** BEGIN Quoted text **

On Tue, 2020-05-12 at 18:09 -0700, David G. Johnston wrote:
> Redirecting to -hackers for visibility. I feel there needs to be something
> done here, even if just documentation (a bullet in the usage notes section -
> and a code comment update for the macro)
> pointing this out and not changing any behavior.
>
> David J.
>
> On Wed, May 6, 2020 at 8:12 PM David G. Johnston <[email protected]>
> wrote:
> > On Wed, May 6, 2020 at 6:31 PM دار الآثار للنشر والتوزيع-صنعاء Dar
> > Alathar-Yemen <[email protected]> wrote:
> > > Any one suppose that these functions return the same:
> > > make_date(-1,1,1)
> > > to_date('-1-01-01','yyyy-mm-dd')
> > >
> > > But make_date will give 0001-01-01 BC
> > >
> > > And to_date will give 0002-01-01 BC
> > >
> > >
> > >
> > >
> >
> > Interesting...and a fair point.
> >
> > What seems to be happening here is that to_date is trying to be helpful by
> > doing:
> >
> > select to_date('0000','YYYY'); // 0001-01-01 BC
> >
> > It does this seemingly by subtracting one from the year, making it
> > positive, then (I infer) appending "BC" to the result. Thus for the year
> > "-1" it yields "0002-01-01 BC"
> >
> > make_date just chooses to reject the year 0 and treat the negative as an
> > alternative to specifying BC
> >
> > There seems to be zero tests for to_date involving negative years, and the
> > documentation doesn't talk of them.

** END Quoted text **
** BEGIN Given records **

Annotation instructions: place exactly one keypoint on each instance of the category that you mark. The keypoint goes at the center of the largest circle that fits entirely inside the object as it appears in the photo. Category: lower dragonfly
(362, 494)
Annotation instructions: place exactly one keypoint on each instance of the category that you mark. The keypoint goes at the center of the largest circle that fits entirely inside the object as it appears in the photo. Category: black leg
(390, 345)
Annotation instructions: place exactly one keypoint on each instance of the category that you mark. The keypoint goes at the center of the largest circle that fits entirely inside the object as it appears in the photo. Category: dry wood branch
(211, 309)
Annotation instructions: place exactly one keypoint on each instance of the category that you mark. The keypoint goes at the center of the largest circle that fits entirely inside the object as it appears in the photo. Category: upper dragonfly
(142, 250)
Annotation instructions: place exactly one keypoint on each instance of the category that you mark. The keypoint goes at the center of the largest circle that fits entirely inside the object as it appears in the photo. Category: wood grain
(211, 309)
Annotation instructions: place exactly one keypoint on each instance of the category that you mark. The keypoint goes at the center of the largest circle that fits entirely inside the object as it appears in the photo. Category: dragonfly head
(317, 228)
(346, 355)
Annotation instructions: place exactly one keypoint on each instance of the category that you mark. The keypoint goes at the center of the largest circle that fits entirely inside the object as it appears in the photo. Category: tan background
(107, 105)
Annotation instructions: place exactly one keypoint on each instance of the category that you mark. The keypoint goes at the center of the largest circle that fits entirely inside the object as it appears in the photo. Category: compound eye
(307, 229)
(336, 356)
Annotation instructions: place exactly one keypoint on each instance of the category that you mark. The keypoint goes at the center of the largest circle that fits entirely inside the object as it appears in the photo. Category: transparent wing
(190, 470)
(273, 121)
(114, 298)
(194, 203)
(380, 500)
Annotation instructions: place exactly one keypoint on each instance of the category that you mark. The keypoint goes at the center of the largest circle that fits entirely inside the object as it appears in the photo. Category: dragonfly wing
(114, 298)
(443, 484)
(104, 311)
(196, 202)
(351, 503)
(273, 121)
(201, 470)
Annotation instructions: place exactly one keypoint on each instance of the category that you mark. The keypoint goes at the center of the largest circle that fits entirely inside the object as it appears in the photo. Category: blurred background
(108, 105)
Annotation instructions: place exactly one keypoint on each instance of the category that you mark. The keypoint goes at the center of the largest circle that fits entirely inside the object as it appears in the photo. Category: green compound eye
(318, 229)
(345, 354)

** END Given records **

> **What is required**
Transcribe the email on negative years in to_date and make_date from "On Tue, 2020-05-12" to "changing any behavior.". Rely solely on the email, not on the material.

> **Exercise output**
On Tue, 2020-05-12 at 18:09 -0700, David G. Johnston wrote:
> Redirecting to -hackers for visibility. I feel there needs to be something
> done here, even if just documentation (a bullet in the usage notes section -
> and a code comment update for the macro)
> pointing this out and not changing any behavior.